- _Stored rows_:
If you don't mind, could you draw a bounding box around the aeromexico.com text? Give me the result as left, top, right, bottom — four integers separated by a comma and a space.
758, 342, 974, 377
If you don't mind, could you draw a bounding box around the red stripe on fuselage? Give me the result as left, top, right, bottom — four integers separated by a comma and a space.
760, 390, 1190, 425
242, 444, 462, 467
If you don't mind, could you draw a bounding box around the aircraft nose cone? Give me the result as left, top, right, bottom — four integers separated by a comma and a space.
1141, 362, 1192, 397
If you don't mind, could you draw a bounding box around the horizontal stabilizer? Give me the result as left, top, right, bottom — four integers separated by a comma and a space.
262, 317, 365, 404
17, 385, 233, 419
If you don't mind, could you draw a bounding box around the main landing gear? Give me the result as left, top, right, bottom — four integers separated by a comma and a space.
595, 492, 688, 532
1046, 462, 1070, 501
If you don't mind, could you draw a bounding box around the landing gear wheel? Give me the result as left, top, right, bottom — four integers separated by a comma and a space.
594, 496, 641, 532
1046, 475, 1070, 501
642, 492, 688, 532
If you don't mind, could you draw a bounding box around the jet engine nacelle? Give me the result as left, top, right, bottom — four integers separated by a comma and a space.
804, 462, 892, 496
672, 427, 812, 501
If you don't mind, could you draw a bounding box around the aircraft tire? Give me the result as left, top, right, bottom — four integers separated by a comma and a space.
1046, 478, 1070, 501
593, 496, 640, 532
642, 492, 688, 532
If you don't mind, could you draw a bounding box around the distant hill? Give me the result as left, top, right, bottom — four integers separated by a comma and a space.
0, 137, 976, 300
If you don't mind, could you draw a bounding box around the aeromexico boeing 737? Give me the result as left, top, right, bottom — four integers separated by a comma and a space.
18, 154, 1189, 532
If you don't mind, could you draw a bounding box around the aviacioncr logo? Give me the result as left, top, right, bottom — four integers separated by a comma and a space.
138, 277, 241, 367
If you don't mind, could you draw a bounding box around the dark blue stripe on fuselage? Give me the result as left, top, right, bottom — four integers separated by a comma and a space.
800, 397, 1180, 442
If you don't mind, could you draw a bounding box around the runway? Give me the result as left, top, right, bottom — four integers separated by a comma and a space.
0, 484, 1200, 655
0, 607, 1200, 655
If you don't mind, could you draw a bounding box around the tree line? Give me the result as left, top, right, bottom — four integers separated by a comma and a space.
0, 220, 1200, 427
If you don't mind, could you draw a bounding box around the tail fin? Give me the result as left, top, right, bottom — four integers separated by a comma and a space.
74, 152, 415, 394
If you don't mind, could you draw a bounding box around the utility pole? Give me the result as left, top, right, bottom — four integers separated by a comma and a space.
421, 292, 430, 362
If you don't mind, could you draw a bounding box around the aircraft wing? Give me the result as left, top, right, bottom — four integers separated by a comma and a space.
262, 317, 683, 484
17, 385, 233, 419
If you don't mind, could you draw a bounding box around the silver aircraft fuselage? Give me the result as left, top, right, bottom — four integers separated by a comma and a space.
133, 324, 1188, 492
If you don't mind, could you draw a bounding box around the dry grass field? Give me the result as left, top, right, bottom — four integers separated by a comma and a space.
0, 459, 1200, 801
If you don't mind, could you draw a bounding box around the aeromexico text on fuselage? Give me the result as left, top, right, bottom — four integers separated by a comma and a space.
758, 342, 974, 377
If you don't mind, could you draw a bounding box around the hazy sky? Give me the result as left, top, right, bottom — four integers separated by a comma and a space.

- _Exercise description_: Count the lines in the data above that contain the string "text". Reply with only the number.

- _Answer to this problem_: 2